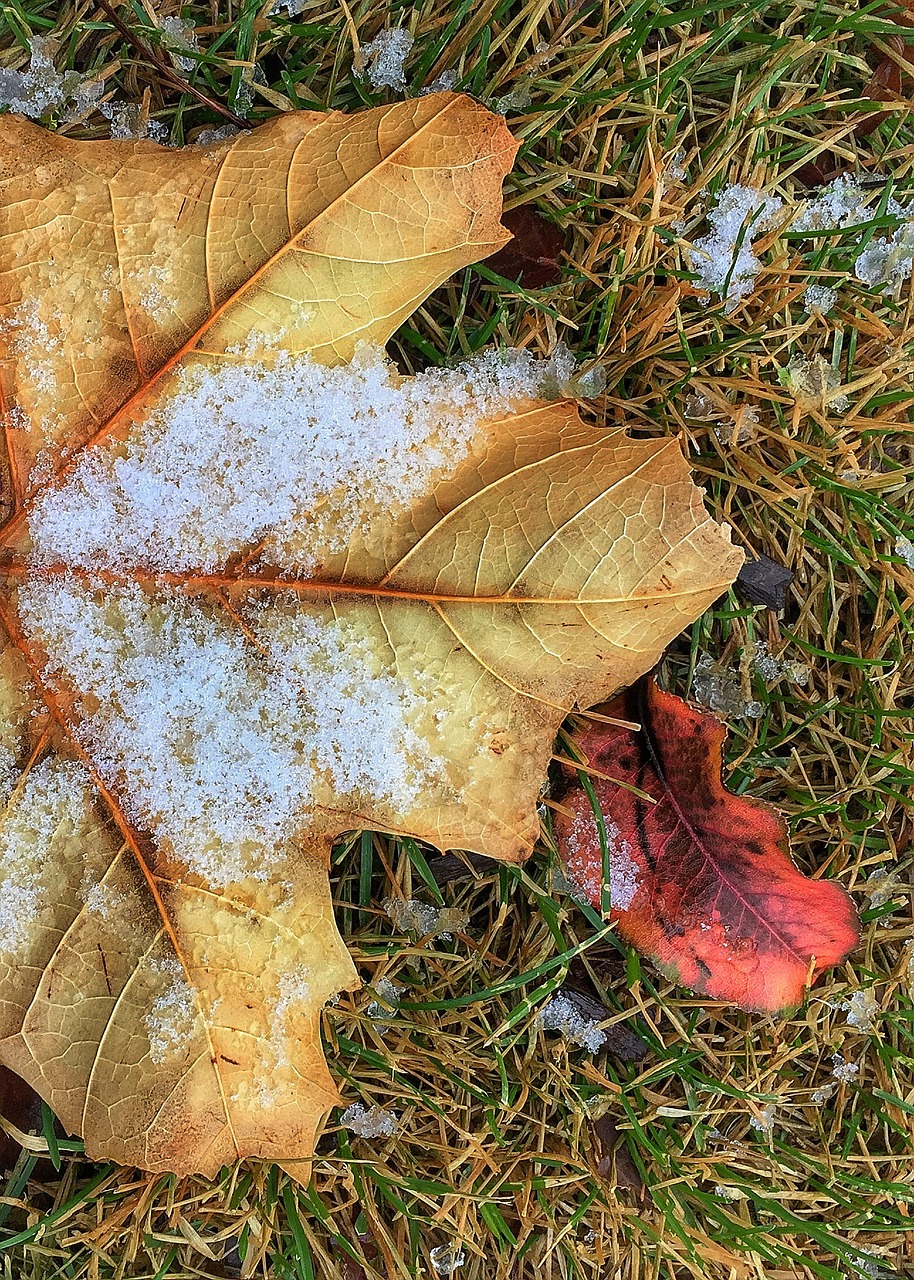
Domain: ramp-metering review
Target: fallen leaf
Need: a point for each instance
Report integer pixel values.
(260, 590)
(700, 880)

● Do this: Render the data above as a JSON list of strings, one string per line with blank lines omitted, and leave the pictures out.

● Answer to this problem:
[
  "Domain: ramp-metering review",
  "Target: fallen leaf",
  "Need: a point for each instance",
  "Report integer pixel values.",
  "(260, 590)",
  "(700, 880)"
]